Exercise aim
Recast everything in the data from the line containing "Where is the distant" down to the line containing "(139, 103), (162, 115)" as a two-column CSV with the headers text and answer. Each row pairs a text with its answer, with every field quoted and line breaks turned into spaces.

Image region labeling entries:
________
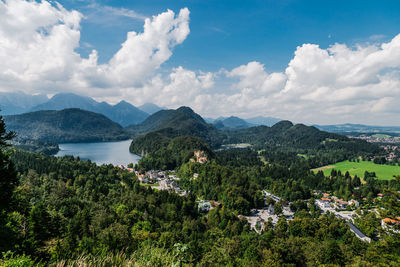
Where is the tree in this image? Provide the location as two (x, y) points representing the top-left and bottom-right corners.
(0, 113), (17, 210)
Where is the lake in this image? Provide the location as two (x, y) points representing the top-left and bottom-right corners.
(56, 140), (141, 166)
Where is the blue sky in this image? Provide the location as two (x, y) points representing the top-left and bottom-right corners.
(0, 0), (400, 125)
(67, 0), (400, 71)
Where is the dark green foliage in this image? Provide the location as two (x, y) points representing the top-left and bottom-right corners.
(30, 93), (149, 126)
(129, 135), (214, 170)
(5, 109), (128, 143)
(0, 151), (399, 266)
(126, 107), (222, 147)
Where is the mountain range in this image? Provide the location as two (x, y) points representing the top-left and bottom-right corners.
(315, 123), (400, 135)
(0, 92), (163, 126)
(4, 109), (129, 143)
(31, 93), (149, 126)
(0, 92), (49, 115)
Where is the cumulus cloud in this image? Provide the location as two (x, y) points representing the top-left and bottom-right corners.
(0, 0), (190, 94)
(0, 0), (400, 124)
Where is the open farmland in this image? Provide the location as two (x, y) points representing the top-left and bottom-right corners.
(313, 160), (400, 180)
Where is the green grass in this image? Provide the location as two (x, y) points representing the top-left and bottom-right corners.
(297, 154), (309, 159)
(372, 134), (392, 138)
(140, 183), (160, 186)
(313, 160), (400, 180)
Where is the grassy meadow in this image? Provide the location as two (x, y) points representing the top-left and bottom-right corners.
(313, 160), (400, 180)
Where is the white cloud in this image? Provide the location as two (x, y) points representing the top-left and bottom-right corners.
(0, 0), (400, 124)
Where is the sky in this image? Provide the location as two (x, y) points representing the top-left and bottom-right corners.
(0, 0), (400, 125)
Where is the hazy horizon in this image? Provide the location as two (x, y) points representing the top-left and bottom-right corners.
(0, 0), (400, 126)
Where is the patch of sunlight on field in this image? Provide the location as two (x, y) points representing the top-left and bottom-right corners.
(312, 160), (400, 180)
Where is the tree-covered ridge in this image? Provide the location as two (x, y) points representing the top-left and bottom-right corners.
(126, 107), (224, 147)
(128, 107), (380, 172)
(129, 135), (214, 170)
(4, 109), (128, 143)
(0, 151), (400, 266)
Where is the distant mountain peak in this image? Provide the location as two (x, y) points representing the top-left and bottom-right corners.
(139, 103), (162, 115)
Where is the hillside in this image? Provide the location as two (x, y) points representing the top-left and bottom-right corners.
(126, 107), (222, 146)
(4, 109), (128, 143)
(30, 93), (149, 126)
(315, 123), (400, 135)
(139, 103), (165, 115)
(129, 134), (214, 170)
(214, 116), (254, 130)
(0, 92), (49, 115)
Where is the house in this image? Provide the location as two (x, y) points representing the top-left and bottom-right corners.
(336, 199), (349, 209)
(315, 198), (331, 209)
(268, 204), (275, 215)
(349, 199), (360, 208)
(381, 217), (400, 233)
(209, 200), (221, 208)
(198, 201), (211, 212)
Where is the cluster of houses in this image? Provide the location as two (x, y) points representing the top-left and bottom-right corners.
(349, 136), (400, 144)
(314, 191), (360, 210)
(381, 145), (400, 162)
(381, 217), (400, 233)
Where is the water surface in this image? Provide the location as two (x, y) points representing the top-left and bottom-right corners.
(56, 140), (141, 166)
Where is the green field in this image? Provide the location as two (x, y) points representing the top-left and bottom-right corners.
(313, 160), (400, 180)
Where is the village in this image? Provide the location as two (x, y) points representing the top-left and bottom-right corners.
(115, 165), (400, 242)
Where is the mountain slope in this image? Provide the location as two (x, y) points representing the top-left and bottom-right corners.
(4, 109), (128, 143)
(0, 92), (49, 115)
(245, 116), (281, 126)
(214, 116), (254, 129)
(139, 103), (165, 115)
(31, 93), (149, 126)
(314, 123), (400, 134)
(126, 107), (222, 146)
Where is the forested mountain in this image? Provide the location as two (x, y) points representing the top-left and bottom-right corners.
(214, 116), (254, 130)
(126, 107), (221, 146)
(4, 109), (128, 143)
(139, 103), (165, 115)
(315, 123), (400, 134)
(245, 116), (281, 126)
(0, 92), (49, 115)
(31, 93), (149, 126)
________
Reply
text,answer
"Where is the distant mountain peak in this image? Provide the location as two (x, y) points representing the top-left and bottom-right corners.","(139, 103), (162, 115)"